→ **DOCUMENT EXCERPT**:
★ ★ ★ ★
We all need to get in a flap about the gassing of 200,000 chickens in New Zealand
Posted on December 9, 2024
In this article May Safely Graze contributor Dr Lynley Tulloch condemns the mass gassing of 200,000 birds this week after avian influenza was found on a layer farm.
The spread of a highly pathogenic subtype of avian influenza on Hillgrove Egg Farm in rural Otago, belonging to Mainland Poultry, has resulted in the entire population of 200,000 chickens being killed. This strain is different from the H781 bird flu virus that has been responsible for the deaths of wild birds and mammals globally, and is not thought to be a threat to humans.
This is a biosecurity incident and it is rightfully being taken seriously. Concerns for economic implications regarding exports are one worry for the Industry. Consumers are also anxious that egg supply will be interrupted (it won’t apparently).
Yet, there is so much more to this than human-centred or industry concerns. New Zealand has a reputation for high animal welfare standards and yet these chickens were killed in one of the cruellest ways imaginable. Biosecurity New Zealand deputy director-general Stuart Anderson announced to the media that the birds would be ‘humanely culled’ (an oxymoron) with the farmer’s cooperation. Ray Smith was further quoted as saying: “Poultry farms are always having to depopulate and repopulate. They have large containers and they go into the containers and it is effectively a carbon dioxide process.”
The killing of 200,000 live and sentient chickens is a serious ethical issue. Chickens are intelligent, feeling, problem-solving, walking, flapping marvels. It’s high time that the implications for the chickens was given precedence over sunny-side-up eggs and capitalistic profits.
First up, how do you kill 200,000 birds over a few days with carbon dioxide? What are the methods of ‘humanely culling’ or ‘depopulation’? These are weasel words designed to distract and conceal a horrific process. Information on this requires a deep dive into the Code of Welfare: Layer Hens, published by the Ministry for Primary Industries. ‘Humane destruction’ of hens according to MPI includes ‘gas suffocation’. I am quite perplexed as to the use of the word ‘humane’ when linked with the painful extinguishing of life by administering gas.
For disease control purposes, carbon dioxide (CO 2) is often used in on-farm killing of large groups of poultry, in both mobile gas container units and whole house gassing exercises. When using this gas the hens generally asphyxiate within two minutes. In the early stages they experience breathlessness, hyperventilation and irritation of the nasal mucosa. Veterinarian Dr. Jonas Watson says that gassing also causes headshaking, gasping and convulsions in chickens prior to the cessation of brain activity.
The egg-laying industry is fraught with animal welfare issues even before any concerns about viruses or culling is mentioned. MPI also endorses the shredding of day-old male chicks in a giant macerator amounting to 2.5 million of these babies every year. Their definition of humane killing also involves stringing spent hens up and then stunning them electrically, followed by neck dislocation and exsanguination (slitting their throats). I am positive that MPI and I do not share the same concept of what ‘humane’ means.
★ ★ ★ ★
→ **TASK DESCRIPTION**: Please answer from the article on the New Zealand chicken cull: within how long do hens gassed with carbon dioxide generally asphyxiate? The data after this article is not needed.
★ ★ ★ ★
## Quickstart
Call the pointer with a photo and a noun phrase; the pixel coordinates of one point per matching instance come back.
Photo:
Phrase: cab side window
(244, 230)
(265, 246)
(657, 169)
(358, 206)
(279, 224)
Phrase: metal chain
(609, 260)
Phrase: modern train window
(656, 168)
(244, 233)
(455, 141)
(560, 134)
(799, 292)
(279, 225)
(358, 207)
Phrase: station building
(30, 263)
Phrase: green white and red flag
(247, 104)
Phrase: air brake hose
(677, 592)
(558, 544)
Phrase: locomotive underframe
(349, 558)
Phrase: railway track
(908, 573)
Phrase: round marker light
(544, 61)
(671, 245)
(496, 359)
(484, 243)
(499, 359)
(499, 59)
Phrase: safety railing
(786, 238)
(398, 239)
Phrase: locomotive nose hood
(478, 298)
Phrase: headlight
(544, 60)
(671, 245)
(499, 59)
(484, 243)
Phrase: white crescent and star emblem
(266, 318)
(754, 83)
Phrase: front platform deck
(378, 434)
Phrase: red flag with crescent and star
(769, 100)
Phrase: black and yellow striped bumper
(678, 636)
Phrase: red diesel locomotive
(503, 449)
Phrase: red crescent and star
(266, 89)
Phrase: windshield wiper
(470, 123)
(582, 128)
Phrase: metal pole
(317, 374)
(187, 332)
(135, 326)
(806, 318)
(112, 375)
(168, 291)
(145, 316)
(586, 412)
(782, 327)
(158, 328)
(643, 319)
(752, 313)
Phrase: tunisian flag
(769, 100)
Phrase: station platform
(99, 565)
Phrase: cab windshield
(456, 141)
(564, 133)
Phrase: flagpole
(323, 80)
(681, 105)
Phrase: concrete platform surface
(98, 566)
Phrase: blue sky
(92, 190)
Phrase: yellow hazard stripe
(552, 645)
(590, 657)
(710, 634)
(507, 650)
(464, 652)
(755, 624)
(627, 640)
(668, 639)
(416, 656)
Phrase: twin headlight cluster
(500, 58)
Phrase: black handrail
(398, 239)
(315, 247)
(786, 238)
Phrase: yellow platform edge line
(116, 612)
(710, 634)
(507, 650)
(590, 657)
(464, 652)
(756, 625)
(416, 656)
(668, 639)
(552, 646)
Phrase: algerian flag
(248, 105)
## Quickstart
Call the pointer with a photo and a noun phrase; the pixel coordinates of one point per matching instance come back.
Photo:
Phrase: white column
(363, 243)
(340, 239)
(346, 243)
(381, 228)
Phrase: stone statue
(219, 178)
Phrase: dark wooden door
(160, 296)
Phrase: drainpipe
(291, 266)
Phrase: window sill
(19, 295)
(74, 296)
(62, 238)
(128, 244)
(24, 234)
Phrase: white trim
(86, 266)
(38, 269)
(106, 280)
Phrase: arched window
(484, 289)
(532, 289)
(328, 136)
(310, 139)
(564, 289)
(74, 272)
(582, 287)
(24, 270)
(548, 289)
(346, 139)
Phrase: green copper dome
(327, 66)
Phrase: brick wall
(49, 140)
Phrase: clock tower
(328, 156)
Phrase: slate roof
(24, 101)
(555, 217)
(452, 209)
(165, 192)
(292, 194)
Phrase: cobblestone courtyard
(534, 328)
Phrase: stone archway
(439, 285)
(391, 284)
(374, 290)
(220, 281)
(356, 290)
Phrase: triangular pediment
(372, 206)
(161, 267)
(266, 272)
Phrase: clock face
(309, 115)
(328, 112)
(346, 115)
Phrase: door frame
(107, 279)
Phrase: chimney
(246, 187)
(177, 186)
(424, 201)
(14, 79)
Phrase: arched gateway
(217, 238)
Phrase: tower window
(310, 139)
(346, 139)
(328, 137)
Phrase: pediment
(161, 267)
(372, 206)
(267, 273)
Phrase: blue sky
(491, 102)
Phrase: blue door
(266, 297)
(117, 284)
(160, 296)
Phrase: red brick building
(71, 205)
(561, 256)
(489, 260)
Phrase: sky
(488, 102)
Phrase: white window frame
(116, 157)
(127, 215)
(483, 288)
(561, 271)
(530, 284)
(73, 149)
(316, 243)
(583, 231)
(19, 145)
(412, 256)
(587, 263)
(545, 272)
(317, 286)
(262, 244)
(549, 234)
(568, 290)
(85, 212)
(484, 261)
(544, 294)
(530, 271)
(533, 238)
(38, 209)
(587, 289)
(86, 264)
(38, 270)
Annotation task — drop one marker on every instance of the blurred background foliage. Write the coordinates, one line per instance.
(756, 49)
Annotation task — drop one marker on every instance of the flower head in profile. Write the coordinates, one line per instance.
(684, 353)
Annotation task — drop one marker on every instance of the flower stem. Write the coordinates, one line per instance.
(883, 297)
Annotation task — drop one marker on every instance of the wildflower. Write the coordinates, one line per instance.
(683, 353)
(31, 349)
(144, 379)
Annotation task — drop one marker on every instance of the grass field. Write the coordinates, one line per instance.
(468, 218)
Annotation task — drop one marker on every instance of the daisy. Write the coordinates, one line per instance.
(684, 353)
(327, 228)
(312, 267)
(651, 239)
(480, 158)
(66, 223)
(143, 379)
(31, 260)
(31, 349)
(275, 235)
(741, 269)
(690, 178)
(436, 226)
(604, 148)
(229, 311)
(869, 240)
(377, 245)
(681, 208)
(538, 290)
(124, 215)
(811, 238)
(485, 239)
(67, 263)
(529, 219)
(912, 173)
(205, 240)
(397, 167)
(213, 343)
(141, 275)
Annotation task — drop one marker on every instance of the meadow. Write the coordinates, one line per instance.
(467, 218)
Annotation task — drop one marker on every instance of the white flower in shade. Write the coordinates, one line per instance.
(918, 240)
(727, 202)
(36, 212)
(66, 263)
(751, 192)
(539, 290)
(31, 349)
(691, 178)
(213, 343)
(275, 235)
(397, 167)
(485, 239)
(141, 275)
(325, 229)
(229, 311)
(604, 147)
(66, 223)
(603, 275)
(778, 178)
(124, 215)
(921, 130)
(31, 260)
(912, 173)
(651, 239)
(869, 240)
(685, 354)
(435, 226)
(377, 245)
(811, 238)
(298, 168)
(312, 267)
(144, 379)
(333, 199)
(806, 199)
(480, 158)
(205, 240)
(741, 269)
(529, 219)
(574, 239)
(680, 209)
★ ★ ★ ★
→ **WRITTEN RESPONSE**: Within two minutes.